* [ACTIVITY]
Please repeat each of the records that follow, exactly as written.

----- DATASET

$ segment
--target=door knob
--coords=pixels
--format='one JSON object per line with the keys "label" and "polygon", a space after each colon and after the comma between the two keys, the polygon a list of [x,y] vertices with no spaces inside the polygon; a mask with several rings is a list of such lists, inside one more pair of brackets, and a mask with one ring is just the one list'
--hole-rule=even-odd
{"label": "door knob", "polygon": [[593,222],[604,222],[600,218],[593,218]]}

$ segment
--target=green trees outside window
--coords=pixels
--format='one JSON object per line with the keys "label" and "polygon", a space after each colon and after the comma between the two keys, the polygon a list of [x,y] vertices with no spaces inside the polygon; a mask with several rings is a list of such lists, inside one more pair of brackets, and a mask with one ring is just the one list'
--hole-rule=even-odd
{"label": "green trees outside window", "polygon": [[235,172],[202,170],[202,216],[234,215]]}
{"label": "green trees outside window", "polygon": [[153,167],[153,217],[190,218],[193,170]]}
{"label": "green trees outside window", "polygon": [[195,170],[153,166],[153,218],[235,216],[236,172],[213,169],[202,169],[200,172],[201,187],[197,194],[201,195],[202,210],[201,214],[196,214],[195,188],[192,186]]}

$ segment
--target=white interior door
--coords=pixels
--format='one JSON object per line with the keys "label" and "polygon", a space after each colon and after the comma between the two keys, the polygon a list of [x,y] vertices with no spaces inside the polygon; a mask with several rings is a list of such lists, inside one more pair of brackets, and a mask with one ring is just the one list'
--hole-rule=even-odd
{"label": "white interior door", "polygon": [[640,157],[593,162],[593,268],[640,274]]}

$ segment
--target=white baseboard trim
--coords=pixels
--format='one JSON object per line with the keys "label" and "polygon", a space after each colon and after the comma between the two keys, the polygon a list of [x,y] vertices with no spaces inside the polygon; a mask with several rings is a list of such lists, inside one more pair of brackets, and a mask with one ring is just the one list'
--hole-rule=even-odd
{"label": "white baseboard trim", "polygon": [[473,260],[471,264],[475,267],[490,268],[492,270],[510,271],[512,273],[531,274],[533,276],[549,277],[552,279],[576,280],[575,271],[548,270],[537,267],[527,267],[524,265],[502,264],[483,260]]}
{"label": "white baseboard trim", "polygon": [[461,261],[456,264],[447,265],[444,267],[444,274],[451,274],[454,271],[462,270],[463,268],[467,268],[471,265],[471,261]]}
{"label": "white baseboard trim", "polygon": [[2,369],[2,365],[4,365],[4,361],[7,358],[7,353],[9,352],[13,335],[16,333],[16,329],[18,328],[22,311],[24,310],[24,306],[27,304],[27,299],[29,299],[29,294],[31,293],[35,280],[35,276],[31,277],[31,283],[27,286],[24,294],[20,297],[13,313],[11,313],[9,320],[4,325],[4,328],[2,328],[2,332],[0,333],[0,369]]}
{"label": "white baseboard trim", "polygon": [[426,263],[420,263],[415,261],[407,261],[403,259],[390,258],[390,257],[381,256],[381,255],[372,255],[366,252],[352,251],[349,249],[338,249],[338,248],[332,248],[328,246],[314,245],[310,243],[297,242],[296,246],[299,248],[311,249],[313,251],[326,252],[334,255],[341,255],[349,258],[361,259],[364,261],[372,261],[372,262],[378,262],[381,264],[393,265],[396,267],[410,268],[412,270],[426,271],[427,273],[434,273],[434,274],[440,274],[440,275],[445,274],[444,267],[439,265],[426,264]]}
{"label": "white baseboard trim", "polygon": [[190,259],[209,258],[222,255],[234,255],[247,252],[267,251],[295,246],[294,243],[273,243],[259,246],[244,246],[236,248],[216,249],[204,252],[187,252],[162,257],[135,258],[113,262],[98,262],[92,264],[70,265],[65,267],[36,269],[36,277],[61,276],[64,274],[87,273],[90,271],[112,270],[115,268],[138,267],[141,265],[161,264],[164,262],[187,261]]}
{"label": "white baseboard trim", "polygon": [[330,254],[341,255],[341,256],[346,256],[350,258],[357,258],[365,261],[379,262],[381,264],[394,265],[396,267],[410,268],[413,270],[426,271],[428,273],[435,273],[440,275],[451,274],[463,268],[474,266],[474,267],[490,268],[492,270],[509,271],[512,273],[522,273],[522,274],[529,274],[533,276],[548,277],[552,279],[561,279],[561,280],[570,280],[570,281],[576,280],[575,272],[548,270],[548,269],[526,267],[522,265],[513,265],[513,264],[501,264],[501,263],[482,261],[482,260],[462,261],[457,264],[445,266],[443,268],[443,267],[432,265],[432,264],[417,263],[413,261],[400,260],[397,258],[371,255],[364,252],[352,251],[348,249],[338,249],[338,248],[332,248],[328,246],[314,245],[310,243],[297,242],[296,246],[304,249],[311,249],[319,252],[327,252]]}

----------

* [RESPONSE TO THIS EXERCISE]
$ segment
--target=door knob
--coords=pixels
--format='one JSON object per line with the keys "label" and "polygon", a space after each colon and after the comma between the two keys, the polygon a list of [x,y] vertices with no spaces inside the polygon; a mask with several rings is a list of such lists, inside one more pair of brackets, and a mask with one ring is just the one list'
--hole-rule=even-odd
{"label": "door knob", "polygon": [[593,222],[604,222],[600,218],[593,218]]}

$ segment
--target=green trees outside window
--coords=pixels
--format='one JSON object per line with the keys "label" and "polygon", a space after each colon and after the comma between the two keys, the polygon a list of [x,y] vertices with no spaces inside the polygon; a mask with several rings is a list of such lists, inside one more pair of brackets, and a mask with one ring is just the one list'
--hole-rule=even-odd
{"label": "green trees outside window", "polygon": [[235,172],[202,170],[202,216],[234,215]]}
{"label": "green trees outside window", "polygon": [[153,167],[153,217],[190,218],[193,170]]}
{"label": "green trees outside window", "polygon": [[195,170],[153,166],[153,218],[235,216],[236,172],[213,169],[202,169],[200,172],[201,187],[197,194],[201,195],[202,210],[201,214],[196,214],[195,188],[192,186]]}

$ segment
--target=white interior door
--coords=pixels
--format='one JSON object per line with the keys "label" and "polygon", a space after each colon and after the comma between the two keys, the polygon a list of [x,y] vertices with no spaces inside the polygon; a mask with several rings is a list of such lists, inside one more pair of brackets, and a mask with one ring is just the one list'
--hole-rule=even-odd
{"label": "white interior door", "polygon": [[640,157],[593,162],[593,268],[640,274]]}

$ segment
--target=white baseboard trim
--coords=pixels
--format='one JSON object per line with the keys "label" and "polygon", a space after each colon and after the comma between the two keys, the polygon a list of [x,y] vertices with no spaces inside the polygon; a mask with several rings is a list of such lists, inside one more pair of brackets, and a mask with one ring is just the one list'
--hole-rule=even-odd
{"label": "white baseboard trim", "polygon": [[473,260],[471,264],[475,267],[490,268],[492,270],[510,271],[512,273],[531,274],[533,276],[549,277],[552,279],[576,280],[575,271],[548,270],[537,267],[527,267],[524,265],[502,264],[483,260]]}
{"label": "white baseboard trim", "polygon": [[461,261],[456,264],[447,265],[444,267],[444,274],[451,274],[454,271],[462,270],[463,268],[467,268],[471,265],[471,261]]}
{"label": "white baseboard trim", "polygon": [[2,369],[2,365],[4,365],[4,361],[7,358],[7,353],[9,352],[13,335],[16,333],[16,329],[18,328],[22,311],[24,310],[24,306],[27,304],[27,299],[29,299],[29,294],[31,293],[35,280],[35,276],[31,277],[31,283],[27,286],[24,294],[20,297],[13,313],[11,313],[9,320],[4,325],[4,328],[2,328],[2,332],[0,333],[0,369]]}
{"label": "white baseboard trim", "polygon": [[426,263],[420,263],[415,261],[407,261],[403,259],[390,258],[390,257],[381,256],[381,255],[372,255],[366,252],[352,251],[349,249],[338,249],[338,248],[332,248],[328,246],[314,245],[310,243],[297,242],[296,246],[299,248],[311,249],[313,251],[326,252],[334,255],[341,255],[349,258],[361,259],[364,261],[372,261],[372,262],[378,262],[381,264],[393,265],[396,267],[410,268],[412,270],[426,271],[427,273],[434,273],[434,274],[440,274],[440,275],[445,274],[444,267],[439,265],[426,264]]}
{"label": "white baseboard trim", "polygon": [[190,259],[209,258],[222,255],[234,255],[247,252],[267,251],[295,246],[294,243],[273,243],[259,246],[244,246],[236,248],[216,249],[204,252],[187,252],[162,257],[135,258],[113,262],[98,262],[92,264],[70,265],[65,267],[36,269],[36,277],[61,276],[64,274],[87,273],[90,271],[112,270],[115,268],[138,267],[141,265],[161,264],[164,262],[187,261]]}
{"label": "white baseboard trim", "polygon": [[330,254],[341,255],[341,256],[346,256],[350,258],[357,258],[365,261],[379,262],[381,264],[394,265],[396,267],[410,268],[413,270],[426,271],[428,273],[435,273],[440,275],[451,274],[463,268],[474,266],[474,267],[490,268],[492,270],[509,271],[512,273],[522,273],[522,274],[529,274],[533,276],[548,277],[552,279],[561,279],[561,280],[570,280],[570,281],[576,280],[575,272],[548,270],[548,269],[526,267],[522,265],[513,265],[513,264],[501,264],[501,263],[482,261],[482,260],[462,261],[457,264],[445,266],[443,268],[443,267],[432,265],[432,264],[417,263],[413,261],[400,260],[397,258],[371,255],[364,252],[352,251],[348,249],[338,249],[338,248],[332,248],[328,246],[314,245],[310,243],[297,242],[296,246],[304,249],[311,249],[319,252],[327,252]]}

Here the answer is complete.